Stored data
--- START ---

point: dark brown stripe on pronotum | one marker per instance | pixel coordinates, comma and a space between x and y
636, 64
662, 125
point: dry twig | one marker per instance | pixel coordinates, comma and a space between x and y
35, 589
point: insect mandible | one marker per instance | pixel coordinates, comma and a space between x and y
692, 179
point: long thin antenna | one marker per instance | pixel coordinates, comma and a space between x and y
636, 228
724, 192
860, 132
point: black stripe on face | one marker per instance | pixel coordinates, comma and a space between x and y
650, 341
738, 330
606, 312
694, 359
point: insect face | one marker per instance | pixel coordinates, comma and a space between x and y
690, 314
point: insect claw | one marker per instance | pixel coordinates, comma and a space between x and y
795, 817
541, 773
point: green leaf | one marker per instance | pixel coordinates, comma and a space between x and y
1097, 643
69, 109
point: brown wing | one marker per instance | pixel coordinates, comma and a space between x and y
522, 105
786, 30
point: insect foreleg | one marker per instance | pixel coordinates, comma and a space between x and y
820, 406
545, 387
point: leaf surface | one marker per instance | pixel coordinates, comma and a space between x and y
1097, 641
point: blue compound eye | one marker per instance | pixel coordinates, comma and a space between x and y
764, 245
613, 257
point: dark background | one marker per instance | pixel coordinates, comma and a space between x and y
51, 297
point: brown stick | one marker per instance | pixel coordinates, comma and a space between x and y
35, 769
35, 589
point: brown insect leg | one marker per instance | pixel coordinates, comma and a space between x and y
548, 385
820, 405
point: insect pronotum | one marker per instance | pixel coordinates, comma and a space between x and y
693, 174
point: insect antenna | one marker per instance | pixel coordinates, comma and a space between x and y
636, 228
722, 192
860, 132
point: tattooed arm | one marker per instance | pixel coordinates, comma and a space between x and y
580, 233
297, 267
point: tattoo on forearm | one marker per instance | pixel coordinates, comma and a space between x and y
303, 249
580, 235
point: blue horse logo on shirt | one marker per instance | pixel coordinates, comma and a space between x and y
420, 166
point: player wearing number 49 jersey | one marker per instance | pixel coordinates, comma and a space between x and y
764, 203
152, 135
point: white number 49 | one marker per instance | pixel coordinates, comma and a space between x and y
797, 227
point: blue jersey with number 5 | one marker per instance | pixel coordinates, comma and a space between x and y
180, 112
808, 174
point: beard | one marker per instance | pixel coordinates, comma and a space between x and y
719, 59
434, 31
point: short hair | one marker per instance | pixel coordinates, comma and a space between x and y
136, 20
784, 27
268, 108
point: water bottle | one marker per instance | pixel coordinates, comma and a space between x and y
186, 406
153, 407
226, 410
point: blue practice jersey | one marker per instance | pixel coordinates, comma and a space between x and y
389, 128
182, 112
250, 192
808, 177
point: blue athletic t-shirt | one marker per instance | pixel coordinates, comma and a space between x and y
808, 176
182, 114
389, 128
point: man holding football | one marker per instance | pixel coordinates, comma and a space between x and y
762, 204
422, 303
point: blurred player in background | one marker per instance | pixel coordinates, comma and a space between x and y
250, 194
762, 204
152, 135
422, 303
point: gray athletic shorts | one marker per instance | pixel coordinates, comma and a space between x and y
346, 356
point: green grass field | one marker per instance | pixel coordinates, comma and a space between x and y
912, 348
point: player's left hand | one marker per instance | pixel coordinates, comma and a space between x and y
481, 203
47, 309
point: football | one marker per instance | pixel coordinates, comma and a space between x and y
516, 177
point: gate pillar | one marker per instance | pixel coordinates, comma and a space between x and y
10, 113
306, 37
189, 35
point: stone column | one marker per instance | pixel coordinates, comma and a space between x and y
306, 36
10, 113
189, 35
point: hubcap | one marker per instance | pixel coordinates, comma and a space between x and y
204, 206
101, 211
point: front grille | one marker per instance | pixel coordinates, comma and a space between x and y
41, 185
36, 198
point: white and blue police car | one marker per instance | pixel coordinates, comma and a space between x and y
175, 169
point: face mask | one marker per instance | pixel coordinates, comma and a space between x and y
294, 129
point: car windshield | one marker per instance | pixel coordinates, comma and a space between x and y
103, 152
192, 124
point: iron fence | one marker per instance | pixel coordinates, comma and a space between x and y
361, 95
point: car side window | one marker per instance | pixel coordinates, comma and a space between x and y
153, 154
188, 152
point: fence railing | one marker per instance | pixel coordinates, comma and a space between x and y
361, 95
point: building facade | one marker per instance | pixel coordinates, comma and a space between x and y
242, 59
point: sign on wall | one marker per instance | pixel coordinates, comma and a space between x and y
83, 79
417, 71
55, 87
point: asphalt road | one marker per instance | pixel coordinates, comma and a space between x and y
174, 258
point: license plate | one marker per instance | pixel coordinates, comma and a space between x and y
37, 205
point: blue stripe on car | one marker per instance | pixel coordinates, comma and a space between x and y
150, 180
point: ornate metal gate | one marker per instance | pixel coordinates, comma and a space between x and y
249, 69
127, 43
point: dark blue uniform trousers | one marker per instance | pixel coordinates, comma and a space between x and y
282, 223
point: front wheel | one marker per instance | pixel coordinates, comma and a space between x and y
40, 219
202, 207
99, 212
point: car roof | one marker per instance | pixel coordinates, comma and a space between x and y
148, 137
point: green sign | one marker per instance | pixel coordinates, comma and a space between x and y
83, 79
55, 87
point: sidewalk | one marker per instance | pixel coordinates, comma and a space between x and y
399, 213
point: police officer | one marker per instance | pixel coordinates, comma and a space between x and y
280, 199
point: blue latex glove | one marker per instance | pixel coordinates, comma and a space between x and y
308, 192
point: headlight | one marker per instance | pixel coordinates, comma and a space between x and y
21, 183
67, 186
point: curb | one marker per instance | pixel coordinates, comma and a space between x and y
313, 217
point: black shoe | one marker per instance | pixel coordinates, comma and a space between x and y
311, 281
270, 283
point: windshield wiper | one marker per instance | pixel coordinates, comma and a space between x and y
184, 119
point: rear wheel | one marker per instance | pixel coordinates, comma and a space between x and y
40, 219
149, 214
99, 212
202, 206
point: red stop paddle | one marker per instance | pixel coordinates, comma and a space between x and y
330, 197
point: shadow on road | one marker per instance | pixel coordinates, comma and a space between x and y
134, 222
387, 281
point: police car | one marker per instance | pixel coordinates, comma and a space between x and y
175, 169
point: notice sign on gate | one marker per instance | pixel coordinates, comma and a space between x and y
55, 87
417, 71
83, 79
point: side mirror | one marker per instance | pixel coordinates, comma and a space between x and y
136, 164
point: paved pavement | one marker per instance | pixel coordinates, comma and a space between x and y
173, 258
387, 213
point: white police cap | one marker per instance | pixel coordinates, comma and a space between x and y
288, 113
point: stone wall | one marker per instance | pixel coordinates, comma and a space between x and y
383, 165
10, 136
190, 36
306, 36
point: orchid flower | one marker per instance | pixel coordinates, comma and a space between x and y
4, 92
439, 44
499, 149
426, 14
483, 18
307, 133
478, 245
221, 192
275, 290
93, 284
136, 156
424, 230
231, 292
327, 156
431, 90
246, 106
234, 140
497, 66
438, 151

--- END ---

■ What is being asked: Every entry above should be given again exactly as shown.

■ Answer space:
point: dark brown stripe on pronotum | one marker per instance | pixel coordinates, comma and a space between x and y
636, 64
662, 125
point: dry twig | one marker per instance | pixel coordinates, comma and a space between x and y
35, 589
point: insect mandible | one marker per instance | pixel coordinates, comma and a space between x and y
692, 179
point: long thin antenna | one marker per instance | pixel coordinates, comma and a space between x and y
636, 228
724, 192
860, 132
point: black stripe on face | one marker per instance | pixel coordinates, comma and a space between x and y
650, 341
738, 330
606, 312
694, 359
point: insect face | one marker per instance | pixel coordinates, comma and a space between x and y
690, 314
point: insect claw | one marker per instance | pixel coordinates, comma and a space between x and y
795, 817
541, 773
point: green leaf | one marker per instance | pixel coordinates, comma and a space between x and y
1097, 643
69, 109
point: brown wing | one marker per instance | pixel coordinates, comma and a space between x and y
522, 105
786, 30
point: insect foreleg | one marker per instance | pixel coordinates, comma and a space between x and y
820, 406
545, 387
point: leaf surface | one marker per instance | pixel coordinates, comma and a space between x and y
1097, 641
point: blue compound eye | one marker per instance | pixel coordinates, comma and a space between x and y
764, 245
613, 257
point: dark background | one marker per instance | pixel coordinates, comma and a space between x and y
51, 297
point: brown stick | one marker per instance | pixel coordinates, comma and a space between x and y
35, 769
35, 589
point: brown insect leg | one marker per instance | pixel coordinates, comma and a space between x and y
548, 385
820, 405
point: insect pronotum | one marker per instance | pixel coordinates, comma and a space between x and y
693, 174
point: insect antenna | one marker per instance | pixel coordinates, comma and a space between x and y
636, 228
722, 192
860, 132
point: tattooed arm | one marker per instance | pixel coordinates, comma and a space between x and y
580, 233
297, 267
point: tattoo on forearm | one marker per instance | pixel coordinates, comma and a space between x and y
303, 249
580, 235
point: blue horse logo on shirt | one marker per instance | pixel coordinates, comma and a space between x and y
420, 166
point: player wearing number 49 jersey | one marker per instance | pixel coordinates, comma and a space between x and y
764, 203
152, 135
point: white number 49 | one marker per instance | pixel coordinates, comma and a space between x and y
797, 227
point: blue jersey with number 5 | one marker per instance | pixel coordinates, comma and a space between x and y
180, 112
808, 174
point: beard | one marker per instance | pixel coordinates, comma and a space between x and y
719, 59
434, 31
point: short hair | one marker per instance | pixel coordinates, comma and a space between x and y
136, 20
784, 27
268, 108
point: water bottle | one marker per instance | pixel coordinates, comma and a space between x and y
186, 406
153, 407
226, 410
point: blue practice jersey | one marker per instance | pixel coordinates, comma and a space between x and y
389, 128
182, 112
250, 192
808, 177
point: blue athletic t-shirt | one marker per instance | pixel coordinates, comma and a space between x and y
808, 176
182, 114
389, 128
point: man holding football | one marker per instance | pixel coordinates, comma and a space between x and y
762, 204
422, 303
point: blurred player in background | one marker per instance | pixel coordinates, comma and a space between x and y
250, 194
762, 204
152, 135
422, 303
point: gray athletic shorts | one marker per instance | pixel coordinates, comma and a space between x and y
346, 356
point: green grass field | one marker per instance | pixel coordinates, comma and a space between x and y
912, 348
point: player's left hand | one marker per instance | pixel coordinates, comma and a space between x and y
481, 203
47, 309
point: football | one marker per instance | pixel coordinates, comma and a space between x and y
516, 177
point: gate pillar | one marker per instance | pixel coordinates, comma and a space between x and y
10, 113
306, 37
189, 35
point: stone column | one marker per instance | pixel coordinates, comma and a space between x and y
306, 36
10, 113
189, 35
point: hubcap | one marker per instance | pixel coordinates, comma and a space between x and y
204, 206
101, 211
point: front grille | one marker per instance | pixel coordinates, comma and a space between x and y
41, 185
36, 198
point: white and blue police car | one marker per instance | pixel coordinates, comma and a space between x and y
175, 169
point: face mask | one marker per instance | pixel coordinates, comma and a space between x and y
294, 129
point: car windshield | one marker per instance | pixel coordinates, comma and a space between x and y
103, 152
192, 124
point: iron fence | one marker per instance | pixel coordinates, comma and a space between x and y
361, 95
point: car side window | one marker per instance | pixel coordinates, comma and a space between x and y
153, 154
188, 152
point: fence railing | one marker per instance | pixel coordinates, comma and a space between x and y
361, 95
point: building facade | one marker per instance | pixel coordinates, comma and a space between x and y
242, 59
point: sign on wall | one marker per instance | pixel coordinates, comma and a space between x and y
83, 79
417, 71
55, 87
point: asphalt road | one marker per instance | pixel coordinates, comma and a space between x and y
174, 258
point: license plate | one marker per instance | pixel coordinates, comma and a space between x and y
37, 205
point: blue stripe on car | one marker per instance | pixel coordinates, comma and a space between x and y
150, 180
point: ornate metal gate | one marker per instance | pixel coordinates, comma and a space between x and y
249, 69
127, 43
point: dark blue uniform trousers | one marker per instance | pixel coordinates, comma and a space between x and y
282, 223
point: front wheel | one marker per instance | pixel coordinates, comma and a space between x and y
40, 219
202, 207
99, 212
point: car roof | one marker per instance | pixel coordinates, comma and a space between x and y
148, 137
point: green sign | one marker per instance | pixel coordinates, comma and a space between x and y
83, 79
55, 87
point: sidewalk | one marker per instance | pixel coordinates, comma and a space between x and y
399, 213
point: police officer | one marker per instance | pixel coordinates, comma and a space between x and y
280, 199
point: blue latex glove | one marker per instance | pixel coordinates, comma and a space between x and y
308, 192
point: headlight | one marker per instance | pixel coordinates, comma and a space between x and y
21, 183
67, 186
point: curb | one marker per instance | pixel coordinates, comma and a space between x and y
313, 217
point: black shoe | one marker per instance | pixel coordinates, comma and a space between x and y
311, 281
270, 283
point: windshield wiper | one marker per instance | pixel coordinates, comma and a space between x and y
184, 119
point: rear wheel | one marker per instance | pixel coordinates, comma and a space between x and y
40, 219
149, 214
99, 212
202, 206
point: red stop paddle | one marker per instance | pixel coordinates, comma and a space between x and y
330, 197
point: shadow on road | one marker per instance | pixel coordinates, comma and a space between x and y
134, 222
387, 281
point: police car | one marker per instance | pixel coordinates, comma and a space between x and y
175, 169
point: notice sign on gate | one marker per instance | pixel coordinates, comma and a space between x and y
55, 87
417, 71
83, 79
point: side mirror | one marker per instance | pixel coordinates, comma and a space between x and y
136, 164
point: paved pavement | one marker per instance | pixel coordinates, comma and a space between x and y
173, 258
387, 213
point: white police cap | one marker per instance | pixel coordinates, comma and a space between x and y
288, 113
point: stone wall | one marker per instance | pixel coordinates, comma and a space between x and y
383, 165
10, 136
190, 36
306, 36
point: orchid flower | one marker per instance | pixel coordinates, comma and a space between x and y
4, 92
439, 44
499, 149
426, 14
483, 18
307, 133
478, 245
221, 192
275, 290
93, 284
136, 156
424, 230
231, 292
327, 156
431, 90
246, 106
234, 140
497, 66
438, 151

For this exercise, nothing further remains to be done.